THE DATA:
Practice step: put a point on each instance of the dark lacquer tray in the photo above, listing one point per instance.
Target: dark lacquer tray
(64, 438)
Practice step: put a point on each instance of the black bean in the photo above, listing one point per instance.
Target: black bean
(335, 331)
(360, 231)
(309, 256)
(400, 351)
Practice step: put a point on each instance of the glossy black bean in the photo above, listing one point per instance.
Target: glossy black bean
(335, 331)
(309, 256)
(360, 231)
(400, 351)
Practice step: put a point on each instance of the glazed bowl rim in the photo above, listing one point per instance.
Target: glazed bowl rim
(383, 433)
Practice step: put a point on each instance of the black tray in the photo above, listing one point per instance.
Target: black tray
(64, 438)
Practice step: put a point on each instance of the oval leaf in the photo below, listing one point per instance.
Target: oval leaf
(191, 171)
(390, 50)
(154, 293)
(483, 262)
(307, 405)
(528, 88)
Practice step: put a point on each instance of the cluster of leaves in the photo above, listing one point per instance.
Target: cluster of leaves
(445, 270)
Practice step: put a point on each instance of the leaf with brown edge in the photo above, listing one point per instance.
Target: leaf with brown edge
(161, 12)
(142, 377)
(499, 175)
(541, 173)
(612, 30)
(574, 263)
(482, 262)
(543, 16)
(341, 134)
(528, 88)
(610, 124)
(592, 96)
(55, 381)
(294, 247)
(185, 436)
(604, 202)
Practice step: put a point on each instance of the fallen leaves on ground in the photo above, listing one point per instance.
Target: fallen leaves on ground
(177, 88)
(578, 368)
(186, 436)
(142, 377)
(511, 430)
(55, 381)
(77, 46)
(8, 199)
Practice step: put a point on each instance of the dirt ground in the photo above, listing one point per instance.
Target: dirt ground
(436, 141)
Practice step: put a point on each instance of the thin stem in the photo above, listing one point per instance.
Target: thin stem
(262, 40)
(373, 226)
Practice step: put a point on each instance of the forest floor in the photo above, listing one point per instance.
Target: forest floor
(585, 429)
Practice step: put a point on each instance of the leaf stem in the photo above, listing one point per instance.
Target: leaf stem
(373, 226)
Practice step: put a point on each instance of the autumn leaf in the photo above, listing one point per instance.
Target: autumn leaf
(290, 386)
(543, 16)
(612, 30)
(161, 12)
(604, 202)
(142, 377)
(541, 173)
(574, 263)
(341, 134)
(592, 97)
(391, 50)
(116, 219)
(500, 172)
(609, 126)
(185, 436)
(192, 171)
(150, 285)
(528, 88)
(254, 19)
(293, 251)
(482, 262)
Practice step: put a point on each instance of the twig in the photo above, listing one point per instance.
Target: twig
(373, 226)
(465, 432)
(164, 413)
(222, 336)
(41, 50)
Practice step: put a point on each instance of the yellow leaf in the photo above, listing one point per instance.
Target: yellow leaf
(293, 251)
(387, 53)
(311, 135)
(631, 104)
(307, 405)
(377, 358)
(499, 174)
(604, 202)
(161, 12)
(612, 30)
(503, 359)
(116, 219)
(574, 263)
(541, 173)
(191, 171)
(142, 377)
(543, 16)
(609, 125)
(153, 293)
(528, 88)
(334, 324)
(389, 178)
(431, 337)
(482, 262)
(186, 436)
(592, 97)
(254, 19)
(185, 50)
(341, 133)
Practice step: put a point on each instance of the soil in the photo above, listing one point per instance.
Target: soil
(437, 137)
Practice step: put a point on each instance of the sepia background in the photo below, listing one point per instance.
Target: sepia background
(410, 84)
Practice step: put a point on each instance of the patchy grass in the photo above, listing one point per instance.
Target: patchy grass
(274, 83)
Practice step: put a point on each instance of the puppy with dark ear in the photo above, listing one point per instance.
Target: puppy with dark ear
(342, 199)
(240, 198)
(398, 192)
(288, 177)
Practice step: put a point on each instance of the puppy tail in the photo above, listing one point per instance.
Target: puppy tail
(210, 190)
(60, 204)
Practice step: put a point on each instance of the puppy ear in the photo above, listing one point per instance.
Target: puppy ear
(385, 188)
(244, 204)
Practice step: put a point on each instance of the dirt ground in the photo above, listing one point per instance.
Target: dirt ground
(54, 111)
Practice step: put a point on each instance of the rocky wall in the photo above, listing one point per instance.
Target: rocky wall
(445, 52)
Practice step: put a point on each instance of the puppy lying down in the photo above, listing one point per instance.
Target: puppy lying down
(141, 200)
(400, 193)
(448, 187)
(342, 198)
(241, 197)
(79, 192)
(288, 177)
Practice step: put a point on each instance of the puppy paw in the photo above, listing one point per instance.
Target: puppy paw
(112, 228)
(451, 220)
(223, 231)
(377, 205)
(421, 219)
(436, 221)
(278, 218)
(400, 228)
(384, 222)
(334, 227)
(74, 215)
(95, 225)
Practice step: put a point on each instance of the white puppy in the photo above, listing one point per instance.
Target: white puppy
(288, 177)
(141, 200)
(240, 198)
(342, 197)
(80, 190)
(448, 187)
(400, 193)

BRIEF: Please restate every record shown above, word for word.

ANSWER:
Practice step: put a point on each instance of the dark lacquer tray in the photo above, listing one point per instance.
Target: dark lacquer tray
(64, 438)
Practice step: put a point on each instance of the black bean in the photo above, listing one point per instance.
Target: black bean
(335, 331)
(360, 231)
(309, 256)
(400, 351)
Practice step: put a point on each instance of the glossy black bean in the photo above, listing one point per instance.
Target: glossy black bean
(335, 331)
(309, 256)
(360, 231)
(400, 351)
Practice step: put a point on each instance of the glazed bowl rim in the photo above, listing one point per instance.
Target: glazed bowl rim
(383, 433)
Practice step: put a point on each instance of the black tray in the photo above, listing one point per instance.
Target: black tray
(64, 438)
Practice step: put a point on each instance of the oval leaf in the photo below, listing one point per instance.
Target: oval leaf
(191, 171)
(390, 50)
(154, 293)
(483, 262)
(307, 405)
(528, 88)
Practice step: put a point on each instance of the cluster of leaves in the photo above, listing one point per instance.
Target: cluster of leaves
(445, 270)
Practice step: put a point on each instance of the leaf with brown edge in the photo above, listing one point per instance.
Target: leaf with brown edge
(161, 12)
(142, 377)
(499, 175)
(541, 173)
(612, 30)
(574, 263)
(482, 262)
(543, 16)
(341, 134)
(528, 88)
(610, 124)
(592, 96)
(55, 381)
(294, 247)
(185, 436)
(604, 202)
Practice step: put a point on each instance of the fallen leaves on ground in the photo above, listing one point per instance.
Target: fallen leaves on ground
(177, 88)
(578, 368)
(186, 436)
(142, 377)
(511, 430)
(55, 381)
(77, 46)
(8, 199)
Practice step: put a point on each instance of the dirt ground in the photo above, listing one point per instance.
Target: dirt ground
(436, 141)
Practice step: put a point on each instance of the thin stem in the photo above, listing one point per instance.
Target: thin stem
(262, 40)
(373, 226)
Practice step: put a point on each instance of the forest floor in the photo above, listing one point per instance.
Target: forest floor
(585, 429)
Practice step: put a point on each instance of the leaf stem in the photo above, listing one point per instance.
Target: leaf stem
(373, 226)
Practice step: put a point on each instance of the autumn leaf in the photo above, listing one point per instance.
Target: autumn leaf
(290, 386)
(543, 16)
(612, 30)
(161, 12)
(604, 202)
(142, 377)
(541, 173)
(574, 263)
(341, 134)
(592, 97)
(391, 50)
(116, 219)
(500, 172)
(609, 126)
(185, 436)
(192, 171)
(150, 285)
(528, 88)
(254, 19)
(293, 251)
(482, 262)
Practice step: put a point on each instance of the twig in the photo above, listing one point per instance.
Target: twig
(373, 226)
(465, 432)
(164, 413)
(222, 336)
(41, 50)
Practice step: put a point on each instance of the yellow leaf in the photo above, listing one point per instance.
Target: yellow leaf
(293, 251)
(387, 53)
(311, 135)
(631, 104)
(307, 405)
(377, 358)
(499, 174)
(604, 202)
(161, 12)
(612, 30)
(503, 359)
(116, 219)
(574, 263)
(541, 173)
(191, 171)
(142, 377)
(543, 16)
(609, 125)
(153, 293)
(528, 88)
(334, 324)
(389, 178)
(431, 337)
(482, 262)
(186, 436)
(592, 97)
(254, 19)
(185, 50)
(341, 133)
Practice step: put a point on each instance of the soil in the photo above, listing one point per instance.
Target: soil
(437, 137)
Practice step: put a point on each instance of the sepia background in the photo below, listing one point per instance.
Target: sepia background
(410, 84)
Practice step: put a point on each instance of the patchy grass in the photo above, listing one point per instance.
Target: patchy grass
(274, 83)
Practice step: put a point on each instance of the puppy with dark ear in the photo above, listing one point per instance.
Target: puppy with dark ear
(342, 199)
(240, 198)
(398, 192)
(288, 177)
Practice step: put a point on each instance of the puppy tail in the photo above, listing one point per instance.
Target: puppy tail
(210, 190)
(60, 204)
Practice step: put a point on each instance of the puppy ear in the photo above, listing one point per instance.
Target: puppy ear
(385, 188)
(244, 204)
Practice step: put a point on each instance of the dirt ground in the photo above, listing one point per instance.
Target: dirt ground
(54, 111)
Practice step: put a point on each instance of the rocky wall in the photo above, listing one point per instance.
Target: rocky wall
(445, 52)
Practice step: put a point on each instance of the puppy lying down in the photo above, listing one point per instance.
Target: puppy lying down
(141, 200)
(400, 193)
(448, 187)
(342, 198)
(241, 197)
(79, 192)
(288, 177)
Practice step: put a point on each instance of the puppy paw in the photo above, listing one point per instance.
Target: puppy paw
(112, 228)
(451, 220)
(223, 231)
(377, 205)
(421, 219)
(436, 221)
(278, 218)
(400, 228)
(384, 222)
(334, 227)
(74, 215)
(95, 225)
Practice step: put a point on each instance of the white puppy in the photo above, listing one point per instance.
Target: white puppy
(288, 177)
(141, 200)
(240, 198)
(342, 197)
(80, 190)
(448, 187)
(400, 193)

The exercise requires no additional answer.